** Exercise data **

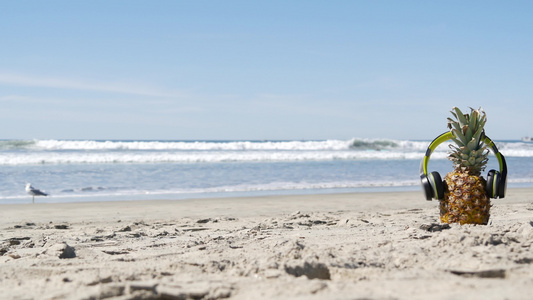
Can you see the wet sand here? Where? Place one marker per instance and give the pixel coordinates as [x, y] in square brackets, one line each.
[336, 246]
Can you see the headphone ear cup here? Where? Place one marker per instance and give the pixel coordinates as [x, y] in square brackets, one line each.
[437, 185]
[493, 184]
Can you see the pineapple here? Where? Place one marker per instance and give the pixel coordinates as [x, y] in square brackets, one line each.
[465, 199]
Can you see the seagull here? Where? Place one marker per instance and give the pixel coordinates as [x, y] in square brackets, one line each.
[34, 192]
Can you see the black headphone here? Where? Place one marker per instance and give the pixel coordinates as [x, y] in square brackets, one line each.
[433, 185]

** What you need to do **
Reproduce only the lines running from the one with "Can you see the headphone" through the final line of the listing above, both ends included.

** Solution **
Can you see the headphone ear cup here? Where? Place one marker per instance and give the pixel coordinates as [x, y] in square brackets, one line each.
[437, 185]
[493, 184]
Can you see the pineapple here? Where? Place one marker per instance and give the pixel coordinates as [x, y] in square brackets, one line each.
[465, 199]
Can you see the seagull here? Where? Place one marker per instance and give the pixel coordinates as [x, y] in square brackets, one line each.
[34, 192]
Can you see the black headphone here? Where? Place one marker per instance and give the pixel coordinates as [x, y] in square brackets, one line each.
[433, 185]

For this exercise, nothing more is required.